» **Problem to work on**: Reproduce the entries from the line containing "Identify the neon" up to and including the line containing "<point>196,592</point>", changing "running shoe" to "sneaker" and leaving everything else unaltered.

» **Material for this task**:
▼

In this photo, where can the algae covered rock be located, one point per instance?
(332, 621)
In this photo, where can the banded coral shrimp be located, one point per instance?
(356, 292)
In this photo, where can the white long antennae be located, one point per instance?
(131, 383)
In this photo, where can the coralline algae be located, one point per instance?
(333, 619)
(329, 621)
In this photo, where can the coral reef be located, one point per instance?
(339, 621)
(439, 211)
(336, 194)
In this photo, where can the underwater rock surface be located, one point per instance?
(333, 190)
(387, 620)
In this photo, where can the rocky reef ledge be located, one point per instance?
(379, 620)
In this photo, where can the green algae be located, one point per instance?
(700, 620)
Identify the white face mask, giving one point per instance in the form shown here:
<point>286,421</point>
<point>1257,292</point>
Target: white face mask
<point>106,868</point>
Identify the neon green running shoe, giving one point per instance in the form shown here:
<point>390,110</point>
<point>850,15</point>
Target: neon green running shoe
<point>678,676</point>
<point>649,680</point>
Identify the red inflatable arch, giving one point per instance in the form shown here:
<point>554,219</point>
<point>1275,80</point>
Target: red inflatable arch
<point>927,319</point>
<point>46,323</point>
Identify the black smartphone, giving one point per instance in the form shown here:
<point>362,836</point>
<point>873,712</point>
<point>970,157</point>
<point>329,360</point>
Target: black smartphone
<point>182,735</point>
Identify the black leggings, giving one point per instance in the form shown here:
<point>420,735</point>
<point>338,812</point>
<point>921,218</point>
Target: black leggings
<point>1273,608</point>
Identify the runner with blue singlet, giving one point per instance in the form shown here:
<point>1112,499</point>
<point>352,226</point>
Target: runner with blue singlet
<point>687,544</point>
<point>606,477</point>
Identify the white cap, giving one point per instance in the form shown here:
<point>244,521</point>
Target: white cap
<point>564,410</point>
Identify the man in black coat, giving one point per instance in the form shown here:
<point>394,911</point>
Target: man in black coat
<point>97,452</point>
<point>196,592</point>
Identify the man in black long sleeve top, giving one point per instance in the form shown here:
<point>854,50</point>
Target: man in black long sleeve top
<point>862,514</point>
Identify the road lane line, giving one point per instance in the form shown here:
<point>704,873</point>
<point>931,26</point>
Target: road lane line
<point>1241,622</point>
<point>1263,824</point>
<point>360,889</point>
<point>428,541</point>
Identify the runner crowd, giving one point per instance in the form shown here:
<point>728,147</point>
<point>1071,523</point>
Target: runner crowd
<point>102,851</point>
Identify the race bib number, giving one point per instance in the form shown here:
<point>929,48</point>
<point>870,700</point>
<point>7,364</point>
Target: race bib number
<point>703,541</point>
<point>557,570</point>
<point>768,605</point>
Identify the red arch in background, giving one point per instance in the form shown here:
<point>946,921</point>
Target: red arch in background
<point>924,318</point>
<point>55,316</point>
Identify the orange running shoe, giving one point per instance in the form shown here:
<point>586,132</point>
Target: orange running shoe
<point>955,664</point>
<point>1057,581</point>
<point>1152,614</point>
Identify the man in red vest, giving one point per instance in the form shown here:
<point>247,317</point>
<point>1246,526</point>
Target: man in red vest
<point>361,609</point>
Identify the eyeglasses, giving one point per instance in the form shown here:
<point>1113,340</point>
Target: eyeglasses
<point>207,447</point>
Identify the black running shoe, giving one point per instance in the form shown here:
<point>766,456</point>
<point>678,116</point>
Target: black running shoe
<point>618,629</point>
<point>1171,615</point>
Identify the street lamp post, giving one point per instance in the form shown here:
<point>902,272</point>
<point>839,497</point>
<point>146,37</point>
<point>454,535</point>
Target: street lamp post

▲

» **Reply**:
Identify the neon green sneaker, giving one point per instance in the form shown here:
<point>390,110</point>
<point>850,15</point>
Target: neon green sneaker
<point>678,676</point>
<point>649,680</point>
Identify the red inflatable arch, giving one point per instance in the form shown here:
<point>554,219</point>
<point>1275,80</point>
Target: red inflatable arch
<point>927,319</point>
<point>46,323</point>
Identify the black smartphone, giving one point per instance in the form shown here:
<point>362,836</point>
<point>873,712</point>
<point>970,157</point>
<point>329,360</point>
Target: black smartphone
<point>182,735</point>
Identify the black leggings, giving one point per instance in the form shown here:
<point>420,735</point>
<point>338,812</point>
<point>921,218</point>
Target: black leggings
<point>1273,608</point>
Identify the runner with blue singlet, giving one point per instance in the form shown here:
<point>1112,499</point>
<point>352,226</point>
Target: runner with blue singlet
<point>687,544</point>
<point>606,477</point>
Identify the white cap, giving one point per instance in the form shown here:
<point>244,521</point>
Target: white cap
<point>564,410</point>
Identify the man in black coat, giving one point per instance in the form shown here:
<point>394,911</point>
Target: man in black coat
<point>97,452</point>
<point>196,592</point>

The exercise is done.